MANAGEMENT EMPLOYMENT AGREEMENT
THIS AGREEMENT made as of this 3rd day of April, 2006, between National
Healthcare Technology, Inc., (the "Employer" and/or "Company"), and Xxxx
Xxxxxx-Xxxxx., (the "Employee")
WHEREAS the Company carries on the business of oil and gas exploration and
production, mineral lease purchasing and all activities associated with
acquiring, operating and maintaining the assets of such operations and;
AND WHEREAS the Board of Directors of the Company considers it to be in the best
interests of the Company to enter into this Agreement with the Employee and this
Agreement has been duly approved by the Board of Directors of the Company;
NOW THEREFORE this agreement witnesses that in consideration of the foregoing
and the mutual covenants and agreements set out below and of other good and
valuable consideration, the parties hereby agree as follows:
1. Definitions. Whenever used in this Agreement the following words and phrases
shall have the following respective meanings:
(a) "Business Day" shall mean the day upon which the principal office
of all of the chartered banks in are open for the transaction of business.
(b) "Date of Termination" shall mean the date the Employee ceases to be
employed by the Company for whatever reason.
2. Employment.
(a) Term. The Company will continue to employ the Employee until the
Employee's employment is terminated in accordance with the provisions of this
Agreement.

**RECORDED INFORMATION**

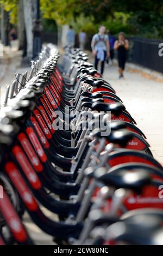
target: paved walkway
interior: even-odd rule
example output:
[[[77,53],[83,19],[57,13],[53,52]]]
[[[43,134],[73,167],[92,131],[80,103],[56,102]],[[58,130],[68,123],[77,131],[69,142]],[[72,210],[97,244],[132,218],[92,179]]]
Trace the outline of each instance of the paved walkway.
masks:
[[[163,165],[163,82],[130,69],[127,69],[124,76],[118,79],[115,66],[105,67],[104,78],[115,89],[146,135],[154,157]]]

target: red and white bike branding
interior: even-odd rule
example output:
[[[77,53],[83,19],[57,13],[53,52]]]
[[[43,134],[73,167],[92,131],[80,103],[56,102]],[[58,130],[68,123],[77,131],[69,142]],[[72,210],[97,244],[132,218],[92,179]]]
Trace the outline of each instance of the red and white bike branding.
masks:
[[[43,134],[41,129],[40,128],[37,121],[36,121],[36,120],[35,119],[34,117],[30,117],[30,120],[32,123],[33,123],[36,130],[36,132],[37,133],[37,135],[40,140],[40,141],[43,145],[45,148],[49,148],[50,147],[49,144],[48,142],[47,139],[46,139],[46,136]]]
[[[125,199],[123,204],[128,211],[139,208],[163,209],[163,199],[159,198],[159,189],[154,186],[146,186],[140,195],[133,194]]]
[[[45,163],[47,160],[46,155],[37,138],[34,131],[31,127],[28,127],[26,129],[26,133],[28,134],[28,138],[32,144],[34,149],[38,154],[40,159],[42,163]]]
[[[9,162],[5,164],[5,169],[28,209],[30,211],[36,211],[38,205],[16,165]]]
[[[5,245],[3,238],[0,235],[0,245]]]
[[[42,130],[44,132],[44,134],[46,138],[48,139],[52,139],[52,135],[49,130],[48,127],[46,125],[44,120],[43,120],[40,112],[37,109],[35,109],[33,111],[35,117],[36,117],[37,120],[38,121],[39,124],[40,124]]]
[[[26,241],[28,238],[27,234],[5,191],[3,198],[0,199],[0,210],[16,241],[20,242]]]
[[[58,105],[60,105],[60,102],[61,100],[61,98],[59,97],[58,93],[55,90],[54,86],[53,85],[51,85],[50,86],[49,86],[49,90],[51,92],[52,92],[52,94],[53,94],[53,97],[55,97],[55,101],[57,103]]]
[[[43,166],[26,134],[23,133],[20,133],[18,135],[18,139],[35,170],[39,172],[42,171]]]
[[[51,93],[51,92],[49,91],[49,89],[47,88],[47,87],[46,87],[45,88],[45,92],[46,92],[46,95],[47,96],[47,97],[48,97],[48,98],[49,99],[53,108],[54,109],[56,109],[57,108],[57,104],[55,102],[55,100],[54,100]]]
[[[60,74],[58,69],[57,68],[55,68],[55,73],[56,73],[56,74],[57,74],[57,75],[58,76],[59,78],[59,80],[60,81],[63,81],[64,79],[62,77],[62,76],[61,75],[61,74]]]
[[[49,90],[52,95],[54,97],[54,99],[55,99],[55,102],[56,102],[56,104],[57,104],[58,106],[59,106],[60,105],[60,102],[59,101],[59,99],[58,99],[58,93],[56,93],[56,92],[54,92],[54,90],[52,88],[52,85],[50,85],[49,86]],[[57,93],[57,95],[56,95],[56,93]]]
[[[47,99],[46,96],[46,95],[43,95],[42,97],[41,98],[41,99],[43,98],[43,100],[45,100],[45,102],[46,103],[46,105],[47,105],[48,109],[49,109],[50,111],[51,112],[52,114],[53,114],[54,112],[54,110],[53,109],[52,106],[51,105],[48,100]]]
[[[46,123],[47,124],[47,126],[48,127],[48,128],[49,129],[49,130],[51,130],[51,132],[52,133],[55,133],[55,130],[54,130],[54,129],[52,127],[52,125],[51,123],[51,121],[50,120],[49,120],[47,115],[46,115],[46,112],[43,109],[43,108],[42,106],[39,106],[39,109],[40,109],[40,112],[42,114],[42,116],[43,117]]]
[[[41,183],[20,147],[18,146],[14,147],[12,153],[33,188],[34,189],[41,188]]]
[[[46,105],[46,104],[44,100],[44,99],[43,99],[43,98],[41,98],[40,99],[41,100],[41,103],[42,104],[42,105],[43,106],[43,108],[45,108],[45,109],[46,110],[46,112],[47,112],[49,117],[49,118],[51,119],[51,120],[52,121],[52,122],[53,121],[53,117],[52,117],[52,114],[51,114],[51,111],[49,111],[49,109],[47,108],[47,105]]]

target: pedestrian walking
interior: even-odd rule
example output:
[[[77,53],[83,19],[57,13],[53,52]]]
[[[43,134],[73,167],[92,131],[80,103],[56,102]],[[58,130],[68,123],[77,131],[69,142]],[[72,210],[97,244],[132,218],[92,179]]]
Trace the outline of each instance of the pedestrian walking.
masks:
[[[76,33],[72,26],[70,26],[69,30],[67,33],[67,44],[71,47],[74,47],[76,42]]]
[[[124,33],[120,32],[118,35],[118,40],[115,41],[114,47],[114,49],[117,51],[120,79],[123,78],[123,72],[124,70],[129,46],[129,41],[125,39]]]
[[[111,66],[114,57],[114,43],[115,42],[115,38],[112,35],[109,30],[108,30],[107,34],[109,37],[109,46],[110,46],[110,57],[107,59],[107,63]]]
[[[98,33],[93,35],[91,43],[92,53],[95,56],[95,67],[96,69],[98,69],[98,64],[100,61],[102,75],[104,72],[106,57],[110,56],[109,38],[108,35],[105,34],[105,30],[104,26],[99,27]]]
[[[82,51],[84,51],[86,41],[86,34],[84,29],[79,34],[79,47]]]

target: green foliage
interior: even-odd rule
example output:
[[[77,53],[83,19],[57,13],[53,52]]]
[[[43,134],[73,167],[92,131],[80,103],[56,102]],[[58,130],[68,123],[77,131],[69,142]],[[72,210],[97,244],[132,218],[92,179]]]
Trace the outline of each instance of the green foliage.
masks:
[[[16,23],[19,0],[0,0],[9,11],[10,22]],[[163,4],[160,0],[40,0],[43,22],[53,31],[59,25],[72,24],[78,32],[95,33],[104,23],[114,34],[150,38],[163,37]],[[49,20],[49,23],[47,20]]]
[[[95,25],[93,17],[85,17],[83,14],[81,14],[76,19],[72,19],[70,24],[77,33],[79,33],[82,29],[84,29],[86,33],[91,34],[97,32],[97,25]]]
[[[9,12],[9,22],[15,25],[17,22],[18,0],[0,0],[0,5],[4,6],[4,9]]]
[[[42,19],[42,24],[45,31],[54,32],[57,31],[57,26],[55,20],[48,19]]]

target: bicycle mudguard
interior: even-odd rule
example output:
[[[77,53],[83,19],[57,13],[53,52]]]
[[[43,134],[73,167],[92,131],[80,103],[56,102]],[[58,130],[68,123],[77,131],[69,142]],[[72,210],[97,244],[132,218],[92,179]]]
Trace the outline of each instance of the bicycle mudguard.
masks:
[[[123,110],[122,111],[122,114],[118,116],[114,116],[113,115],[112,116],[113,116],[111,118],[111,121],[122,121],[136,124],[136,122],[133,117],[129,114],[124,112]]]
[[[108,163],[110,167],[125,163],[143,163],[153,165],[163,171],[162,165],[152,157],[137,150],[120,150],[109,154]]]
[[[143,163],[127,163],[124,164],[120,164],[115,165],[110,168],[108,172],[118,173],[119,171],[128,170],[133,170],[136,169],[142,169],[148,171],[150,174],[150,176],[153,179],[156,179],[160,181],[163,181],[163,172],[160,171],[158,168],[154,165],[149,165],[147,164]]]
[[[112,121],[112,122],[116,121]],[[142,136],[145,139],[147,139],[144,133],[137,126],[135,126],[133,123],[129,123],[129,122],[125,122],[125,125],[128,130],[137,133],[137,134]]]

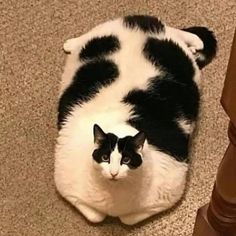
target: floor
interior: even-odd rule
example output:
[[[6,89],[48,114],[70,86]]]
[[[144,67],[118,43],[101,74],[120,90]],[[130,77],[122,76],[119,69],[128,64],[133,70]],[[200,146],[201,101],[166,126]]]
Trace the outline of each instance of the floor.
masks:
[[[0,12],[0,235],[190,236],[227,146],[220,95],[235,0],[0,0]],[[100,22],[134,13],[159,16],[175,27],[207,26],[219,51],[203,71],[200,121],[181,204],[134,227],[112,218],[92,225],[59,197],[53,182],[62,45]]]

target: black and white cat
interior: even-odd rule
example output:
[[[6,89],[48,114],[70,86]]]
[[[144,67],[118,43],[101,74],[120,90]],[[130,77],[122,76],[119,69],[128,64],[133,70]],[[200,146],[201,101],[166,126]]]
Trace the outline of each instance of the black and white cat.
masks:
[[[204,27],[127,16],[65,42],[55,182],[92,222],[135,224],[182,196],[200,69],[216,54]]]

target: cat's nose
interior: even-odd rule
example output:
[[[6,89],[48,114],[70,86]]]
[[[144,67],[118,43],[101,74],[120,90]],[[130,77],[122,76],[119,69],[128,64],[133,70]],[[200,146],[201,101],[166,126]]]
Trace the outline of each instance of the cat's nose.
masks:
[[[118,173],[111,173],[111,176],[114,178],[118,175]]]

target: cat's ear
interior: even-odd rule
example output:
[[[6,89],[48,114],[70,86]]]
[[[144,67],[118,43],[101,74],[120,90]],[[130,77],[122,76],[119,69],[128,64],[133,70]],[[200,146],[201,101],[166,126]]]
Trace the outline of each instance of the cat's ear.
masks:
[[[146,135],[144,132],[140,131],[133,137],[133,143],[137,150],[141,150],[143,148],[144,142],[146,140]]]
[[[93,126],[93,135],[94,135],[94,143],[98,145],[100,145],[102,141],[104,141],[104,139],[106,138],[106,134],[97,124]]]
[[[208,65],[216,56],[217,41],[215,35],[206,27],[195,26],[182,29],[197,35],[203,42],[203,49],[196,51],[196,62],[200,69]]]

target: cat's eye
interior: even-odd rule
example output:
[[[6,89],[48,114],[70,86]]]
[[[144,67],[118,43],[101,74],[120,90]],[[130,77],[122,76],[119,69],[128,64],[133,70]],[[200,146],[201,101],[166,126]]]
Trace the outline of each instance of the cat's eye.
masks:
[[[122,163],[123,163],[123,164],[126,164],[126,165],[129,164],[130,161],[131,161],[131,160],[130,160],[129,157],[124,157],[124,158],[122,159]]]
[[[110,158],[108,155],[102,155],[102,161],[109,162]]]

**TASKS TO PERFORM**
(a) Decide whether each statement below agrees with the management employment agreement. Mark each (i), (ii), (iii) yes or no, and quote the words of the agreement that decide it.
(i) The agreement is dated the 3rd of April, 2006.
(ii) The Board of Directors of the Company approved the agreement.
(iii) The Employee is hired for a fixed term that ends on a stated date.
(b) In one to three sentences, explain why the management employment agreement says the Company enters into it with the Employee.
(c) Continue the management employment agreement after its clause on the term of employment.

**EXPECTED ANSWERS**
(a)
(i) Yes: "THIS AGREEMENT made as of this 3rd day of April, 2006"
(ii) Yes: "this Agreement has been duly approved by the Board of Directors of the Company"
(iii) No: "The Company will continue to employ the Employee until the Employee's employment is terminated in accordance with the provisions of this Agreement."

(b) The Board of Directors of the Company considers it to be in the best interests of the Company to enter into the agreement with the Employee, and the Board has duly approved it. The parties agree in consideration of these recitals, their mutual covenants and agreements, and other good and valuable consideration.

(c)
(b) Reporting Relationship and Responsibilities. The Employee will
report to the person or position designated by the Company to whom the Employee
will be reporting and will discharge such duties and responsibilities as are
assigned to the Employee from time to time.
(c) Service. During the term of employment, Employee will devote his
full time, attention, and abilities to furthering the business of the Employer
and will faithfully serve the Employer and use his best efforts to promote the
interests of the Employer. The Employee shall be responsible for selling working
interests, overriding royalty interest, net profit interests, and royalty
interests in leases and oil and gas properties owned or controlled by the
Company to accredited private investors. The Company agrees that the Employee
will be free to hold equity interests in businesses which do not compete with
the business of the Employer.
3. Compensation.
(a) Fees. The Employee will receive compensation equal to Twenty Five
Thousand Dollars ($25,000) per month payable monthly in advance for advisory
services, and management services.
(b) Shares. The employee will be granted one million eight hundred
thousand shares (1,800,000) of common stock upon execution of this employment
agreement as a signing bonus. The employee will also be entitled to a
termination grant of two million (2,000,000) shares of the common stock of the
company. All shares will have piggy back registration rights pursuant to the
Company's next registration filing. (b) Warrants. The Employee will be entitled
to Three Hundred Thousand (300,000) warrants to purchase the Company's common
stock. The exercise price will be based upon the bid price of the stock at the
date of this agreement. The option agreement shall be for a period of 12 months
after the execution of this agreement. The option agreement is vested after the
employee has continued working with the company for a period of six (6) months.
(c) Expenses. The Employee will be reimbursed for all reasonable
expenses on a monthly basis. (d) Benefits. The Employee and any of employee's
direct sales force will be entitled to participate on equal terms and conditions
in all insurance and other benefit plans which the Employer offers to its
employees.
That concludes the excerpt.